(Labeling and segmentation records)
[start]

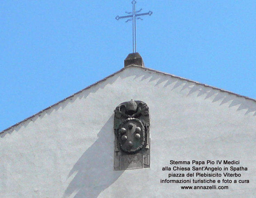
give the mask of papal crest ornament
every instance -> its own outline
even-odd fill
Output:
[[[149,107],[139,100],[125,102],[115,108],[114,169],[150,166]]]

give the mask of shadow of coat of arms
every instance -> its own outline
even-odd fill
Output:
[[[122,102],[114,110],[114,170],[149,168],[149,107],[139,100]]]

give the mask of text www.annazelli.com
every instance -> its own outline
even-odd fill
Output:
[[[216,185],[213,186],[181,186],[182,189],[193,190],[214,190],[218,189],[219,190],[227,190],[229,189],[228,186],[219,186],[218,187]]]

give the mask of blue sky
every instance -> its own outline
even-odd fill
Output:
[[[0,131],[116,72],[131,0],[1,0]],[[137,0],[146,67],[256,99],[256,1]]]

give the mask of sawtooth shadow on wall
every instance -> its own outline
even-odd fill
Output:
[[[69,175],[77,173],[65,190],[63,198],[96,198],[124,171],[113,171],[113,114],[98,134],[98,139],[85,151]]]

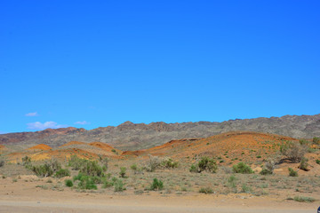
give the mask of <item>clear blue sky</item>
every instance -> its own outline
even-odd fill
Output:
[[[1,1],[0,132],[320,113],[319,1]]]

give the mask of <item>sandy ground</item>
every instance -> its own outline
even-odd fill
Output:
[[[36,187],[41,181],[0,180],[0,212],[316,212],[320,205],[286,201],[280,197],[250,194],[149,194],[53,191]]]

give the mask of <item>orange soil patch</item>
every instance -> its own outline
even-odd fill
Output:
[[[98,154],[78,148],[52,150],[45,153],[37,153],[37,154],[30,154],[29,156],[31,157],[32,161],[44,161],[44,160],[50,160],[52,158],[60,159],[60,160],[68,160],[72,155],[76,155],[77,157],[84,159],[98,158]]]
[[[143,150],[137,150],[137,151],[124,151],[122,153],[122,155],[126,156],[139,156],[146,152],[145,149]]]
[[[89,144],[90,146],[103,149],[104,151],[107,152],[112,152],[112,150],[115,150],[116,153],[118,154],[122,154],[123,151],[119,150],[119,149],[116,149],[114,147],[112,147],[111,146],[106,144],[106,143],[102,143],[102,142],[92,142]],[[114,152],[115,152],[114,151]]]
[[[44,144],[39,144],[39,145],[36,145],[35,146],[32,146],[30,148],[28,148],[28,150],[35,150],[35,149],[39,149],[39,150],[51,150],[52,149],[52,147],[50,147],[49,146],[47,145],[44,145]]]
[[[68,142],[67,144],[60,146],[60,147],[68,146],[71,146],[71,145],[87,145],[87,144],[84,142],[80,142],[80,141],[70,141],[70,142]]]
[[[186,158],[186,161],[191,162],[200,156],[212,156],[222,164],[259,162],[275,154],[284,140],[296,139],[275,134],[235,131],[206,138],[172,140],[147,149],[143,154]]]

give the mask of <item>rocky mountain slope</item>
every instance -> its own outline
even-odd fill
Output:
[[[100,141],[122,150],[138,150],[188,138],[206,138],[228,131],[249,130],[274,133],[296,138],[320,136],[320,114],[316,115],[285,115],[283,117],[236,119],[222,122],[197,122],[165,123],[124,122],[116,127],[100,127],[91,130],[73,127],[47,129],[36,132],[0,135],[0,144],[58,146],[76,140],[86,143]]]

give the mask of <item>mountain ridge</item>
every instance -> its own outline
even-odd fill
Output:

[end]
[start]

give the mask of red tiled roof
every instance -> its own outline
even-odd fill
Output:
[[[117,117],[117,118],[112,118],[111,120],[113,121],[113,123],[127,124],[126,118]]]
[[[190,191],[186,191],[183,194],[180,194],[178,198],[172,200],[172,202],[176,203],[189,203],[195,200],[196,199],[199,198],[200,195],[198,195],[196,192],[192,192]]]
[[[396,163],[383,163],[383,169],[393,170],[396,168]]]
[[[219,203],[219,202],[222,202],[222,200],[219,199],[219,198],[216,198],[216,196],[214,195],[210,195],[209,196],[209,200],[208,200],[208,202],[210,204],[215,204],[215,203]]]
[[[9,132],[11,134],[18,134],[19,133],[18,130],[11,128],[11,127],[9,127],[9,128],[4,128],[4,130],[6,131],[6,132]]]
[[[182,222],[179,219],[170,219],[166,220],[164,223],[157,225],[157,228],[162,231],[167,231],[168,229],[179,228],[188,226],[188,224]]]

[end]
[start]

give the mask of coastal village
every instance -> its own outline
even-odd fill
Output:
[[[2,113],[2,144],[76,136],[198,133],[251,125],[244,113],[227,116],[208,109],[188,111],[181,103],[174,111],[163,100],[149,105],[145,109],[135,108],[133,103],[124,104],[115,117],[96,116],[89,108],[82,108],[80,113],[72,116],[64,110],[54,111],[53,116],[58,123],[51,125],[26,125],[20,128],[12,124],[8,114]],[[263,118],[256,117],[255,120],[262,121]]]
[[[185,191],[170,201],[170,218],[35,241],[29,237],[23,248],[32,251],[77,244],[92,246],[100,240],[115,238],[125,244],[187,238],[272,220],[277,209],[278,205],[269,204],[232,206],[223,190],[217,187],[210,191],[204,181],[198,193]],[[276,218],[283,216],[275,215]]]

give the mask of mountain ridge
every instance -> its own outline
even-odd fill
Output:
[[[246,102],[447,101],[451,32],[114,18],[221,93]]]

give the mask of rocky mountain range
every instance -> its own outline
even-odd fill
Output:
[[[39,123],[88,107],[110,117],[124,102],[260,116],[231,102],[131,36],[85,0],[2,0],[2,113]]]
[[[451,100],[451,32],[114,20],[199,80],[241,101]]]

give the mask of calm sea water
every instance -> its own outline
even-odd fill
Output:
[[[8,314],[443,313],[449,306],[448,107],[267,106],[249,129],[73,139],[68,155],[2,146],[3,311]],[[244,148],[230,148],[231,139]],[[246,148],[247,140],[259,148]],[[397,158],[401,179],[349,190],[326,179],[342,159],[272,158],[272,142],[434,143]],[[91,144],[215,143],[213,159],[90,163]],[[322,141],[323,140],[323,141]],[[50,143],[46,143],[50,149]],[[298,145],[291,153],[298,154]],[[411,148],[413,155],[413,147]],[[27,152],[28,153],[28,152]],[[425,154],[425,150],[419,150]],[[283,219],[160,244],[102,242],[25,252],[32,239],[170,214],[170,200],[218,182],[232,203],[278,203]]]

[end]

> Task description:
Can you arrange the lines of the records, from the line containing "give the mask of papal crest ornament" up to and including the line containing "[[[149,107],[139,100],[125,102],[115,108],[114,169],[150,166]]]", as a Markdown table with a Row column for the row number and a Line column for the line, leaving out any blank lines?

> Result below:
| Row | Line |
|---|---|
| 1 | give the mask of papal crest ornament |
| 2 | every instance -> its own outline |
| 3 | even-odd fill |
| 4 | Output: |
| 5 | [[[149,107],[139,100],[125,102],[115,108],[114,169],[150,166]]] |